### LIST OF TASKS
1 - In the forum thread, with whom did lifeiscrazy's husband cheat?
2 - Does each statement below agree with the forum thread? For each, answer yes or no and quote the words that decide it. (a) lifeiscrazy says the husband ended the call with a f you. (b) lifeiscrazy says they loved the other guy. (c) LucasJackson advises making big decisions right away.

### EXTRACT TO READ

Did you fall out of love with your H?

Did you lose all sexual interest in your H?

Did you engage in sexting or the sending of photos?

You don't have to post the answers here but, I believe your betrayed husband has a right to know these things, because it will help him decide if he wants to stay in the marriage or not based on facts, not lies or omissions. 

I am not one of the posters here who believes you are a bad person for engaging in an affair, but I do believe you should be honest with your H even if he is not honest with you. It's about reestablishing your integrity not his.

Tamat


----------



## lifeiscrazy (Jan 3, 2016)

No I didn't fall out of love and I didn't love the other guy it lead up to this cause my husband cheated on me with my best friend and I was low and a Co worker listened. It's all over now anyways I told my husband everything he is not speaking to me now and ended the call with a f you. I am in panick mode right now and feel aso if my marriage and family is done and over I feel really bad for saying anything all this time later. I just felt it was the right thing. Now I don't know.... I love this man more than anything and I may have now lost him.


----------



## LucasJackson (May 26, 2016)

lifeiscrazy said:


> No I didn't fall out of love and I didn't love the other guy it lead up to this cause my husband cheated on me with my best friend and I was low and a Co worker listened. It's all over now anyways I told my husband everything he is not speaking to me now and ended the call with a f you. I am in panick mode right now and feel aso if my marriage and family is done and over I feel really bad for saying anything all this time later. I just felt it was the right thing. Now I don't know.... I love this man more than anything and I may have now lost him.


He's PO'd but he's also a cheater so he has no moral high ground from which to base that anger. He just got what he gave. Let the anger simmer down a bit and try to suggest that neither of you make any big decisions while still angry at the other.


----------



## MattMatt (May 19, 2012)

lifeiscrazy said:


> Wait I said "pathetic" I don't believe that I have said that I will look.... I haven't posted much on this site! Buy Matt I do believe that maybe you should not be so hard on yourself. I think it sounds ad if she is also willing to forgive and move forward and sounds like you are not forgiving yorself. I wastill reading a helpful article last night I should send the link but it was basically saying in affairs when to tell and when it will be more harm than good..


It's all good, now!

### DATA SHOWN
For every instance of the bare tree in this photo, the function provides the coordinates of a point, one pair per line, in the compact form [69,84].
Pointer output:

### ANSWERS
1 - With lifeiscrazy's best friend.

2 -
(a) Yes: "ended the call with a f you."
(b) No: "I didn't love the other guy."
(c) No: "try to suggest that neither of you make any big decisions while still angry at the other."